> [REQUESTS]
• A. In the forum thread about rating chess engines, what time increment does Robert use when he tests?
• B. Resize the answer coordinates in the listing, multiplying each by 0.55 and rounding to whole numbers with halves rounded up. Reproduce only everything from the line containing "point: elephant eye" down to the end of the listing, both ends included, and keep the requests and their sample coordinates unchanged.
[DOCUMENT SECTION start]
Als Antwort auf: / In reply to: Re: YABRL: Aristarch 4.37 scores slightly less than Aristarch 4.21 geschrieben von: / posted by: Kurt Utzinger at 05 February 2004 07:25:49:
I am much more interested in knowing difference
of playing strength at 40'/40 or 90m+30s or
120'/40 than at 5m+2s and would like to see
such comparisons.
Kurt
Me too!
The underlying question is: How can we obtain good estimates of the playing strength of engines with _limited_ computing resources? It is agreed that the ultimate way to test would be to have a large number of games at longer time controls, but for doing this properly in an acceptable timeframe, this would require five to ten identical computers, which not all of us can afford ....
With these constraints in mind we have 3 choices:
1) Selective matches between engines (List vs. Ruffian, then Aristarch vs. Shredder etc.) at long time controls. This is certainly interesting, but gives only selective information, not an overall picture.
2) A rating list with relatively few games at long time controls, which results in a list with wide error margins.
3) A rating list at shorter time controls, but higher number of games, which results in a list with narrow error margins, although of course under Blitz conditions.
All approaches are ok and interesting, I went for number 3. I did number 2 a while ago (rating list not posted), but I simply realised that still having error margins of 60 to 70 after half a year is not what I want and does not help me too much in measuring the real playing strength.
I do believe that there is a correlation between Blitz performance and performance at longer time controls, in fact my rating list looks quite similar to other lists at longer time controls (with some notable exceptions), which supports this assumption. It is also no coincidence that I test with an increment of 2 seconds, because this eliminates some of the typical Blitz factors: big influence of time management, high number of wins on time and the instant moves at the end of a long game.
There are of course the exceptions of the Blitz experts (Delfi, Pepito, Yace, Amyan, Knightdreamer etc.) which go down in rating lists with longer time controls, but such tendencies are either known already or can be spotted with a few selective additional matches at longer time controls, leading overall to a pretty good picture where each engine fits.
E.g. for El Chinito 3.25 which I have currently running: At the moment probably not too many of us know where El Chinito 3.25 really fits, after the Blitz results we will have some idea. A few additional matches at longer time controls against some of the more balanced engines, such as Ruffian or Aristarch, and comparing El Chinito's performance with its performance against the same opponents in Blitz would finally give a pretty good picture of the characteristics of El Chinito.
Robert
[DOCUMENT SECTION end]
[RECORDED DATA start]
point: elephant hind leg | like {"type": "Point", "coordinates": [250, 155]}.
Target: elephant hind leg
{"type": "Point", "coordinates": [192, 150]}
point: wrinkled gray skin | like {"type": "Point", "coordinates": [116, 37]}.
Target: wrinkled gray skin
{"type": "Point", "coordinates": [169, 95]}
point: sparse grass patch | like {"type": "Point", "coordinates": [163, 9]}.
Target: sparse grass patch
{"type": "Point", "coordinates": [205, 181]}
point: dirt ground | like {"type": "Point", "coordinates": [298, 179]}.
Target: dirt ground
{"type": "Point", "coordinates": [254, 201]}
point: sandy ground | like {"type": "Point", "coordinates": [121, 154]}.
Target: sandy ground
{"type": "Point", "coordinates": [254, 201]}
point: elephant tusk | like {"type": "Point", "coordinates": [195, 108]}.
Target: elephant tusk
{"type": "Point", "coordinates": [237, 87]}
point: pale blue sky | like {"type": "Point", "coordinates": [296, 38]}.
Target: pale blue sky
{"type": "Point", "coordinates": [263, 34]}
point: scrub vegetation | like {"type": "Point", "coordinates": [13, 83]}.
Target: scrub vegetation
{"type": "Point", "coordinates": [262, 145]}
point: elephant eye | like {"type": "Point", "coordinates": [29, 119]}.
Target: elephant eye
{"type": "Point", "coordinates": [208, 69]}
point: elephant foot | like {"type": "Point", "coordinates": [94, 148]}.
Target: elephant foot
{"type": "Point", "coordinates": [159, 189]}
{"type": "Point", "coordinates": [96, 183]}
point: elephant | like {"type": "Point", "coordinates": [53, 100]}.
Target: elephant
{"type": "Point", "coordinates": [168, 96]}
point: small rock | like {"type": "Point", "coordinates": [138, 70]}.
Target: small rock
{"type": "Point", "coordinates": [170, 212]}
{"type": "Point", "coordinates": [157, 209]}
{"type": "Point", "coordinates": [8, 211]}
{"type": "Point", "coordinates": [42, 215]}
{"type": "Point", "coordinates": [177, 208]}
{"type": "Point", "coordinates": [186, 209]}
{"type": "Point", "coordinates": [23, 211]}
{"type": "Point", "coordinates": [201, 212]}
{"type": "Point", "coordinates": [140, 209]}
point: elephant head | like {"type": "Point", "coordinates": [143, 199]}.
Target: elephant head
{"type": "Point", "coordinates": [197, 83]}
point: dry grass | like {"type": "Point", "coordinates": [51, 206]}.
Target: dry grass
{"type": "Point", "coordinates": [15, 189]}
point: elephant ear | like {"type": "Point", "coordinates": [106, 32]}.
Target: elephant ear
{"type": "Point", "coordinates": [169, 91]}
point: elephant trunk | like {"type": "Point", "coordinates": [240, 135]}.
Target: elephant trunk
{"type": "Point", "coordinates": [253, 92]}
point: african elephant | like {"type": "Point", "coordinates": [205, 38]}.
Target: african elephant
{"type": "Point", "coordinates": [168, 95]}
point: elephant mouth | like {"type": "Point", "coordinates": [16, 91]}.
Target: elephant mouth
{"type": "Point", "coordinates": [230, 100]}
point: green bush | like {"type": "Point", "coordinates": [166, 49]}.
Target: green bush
[RECORDED DATA end]
> [THE RESPONSES]
• A. An increment of 2 seconds.

• B.
point: elephant eye | like {"type": "Point", "coordinates": [29, 119]}.
Target: elephant eye
{"type": "Point", "coordinates": [114, 38]}
point: elephant foot | like {"type": "Point", "coordinates": [94, 148]}.
Target: elephant foot
{"type": "Point", "coordinates": [87, 104]}
{"type": "Point", "coordinates": [53, 101]}
point: elephant | like {"type": "Point", "coordinates": [53, 100]}.
Target: elephant
{"type": "Point", "coordinates": [92, 53]}
point: small rock | like {"type": "Point", "coordinates": [138, 70]}.
Target: small rock
{"type": "Point", "coordinates": [94, 117]}
{"type": "Point", "coordinates": [86, 115]}
{"type": "Point", "coordinates": [4, 116]}
{"type": "Point", "coordinates": [23, 118]}
{"type": "Point", "coordinates": [97, 114]}
{"type": "Point", "coordinates": [102, 115]}
{"type": "Point", "coordinates": [13, 116]}
{"type": "Point", "coordinates": [111, 117]}
{"type": "Point", "coordinates": [77, 115]}
point: elephant head | like {"type": "Point", "coordinates": [143, 199]}.
Target: elephant head
{"type": "Point", "coordinates": [108, 46]}
point: dry grass | like {"type": "Point", "coordinates": [51, 206]}.
Target: dry grass
{"type": "Point", "coordinates": [8, 104]}
point: elephant ear | like {"type": "Point", "coordinates": [106, 32]}.
Target: elephant ear
{"type": "Point", "coordinates": [93, 50]}
point: elephant trunk | like {"type": "Point", "coordinates": [240, 135]}.
Target: elephant trunk
{"type": "Point", "coordinates": [139, 51]}
point: african elephant | like {"type": "Point", "coordinates": [205, 38]}.
Target: african elephant
{"type": "Point", "coordinates": [92, 52]}
point: elephant mouth | like {"type": "Point", "coordinates": [16, 91]}.
Target: elephant mouth
{"type": "Point", "coordinates": [127, 55]}
point: green bush | like {"type": "Point", "coordinates": [166, 49]}.
Target: green bush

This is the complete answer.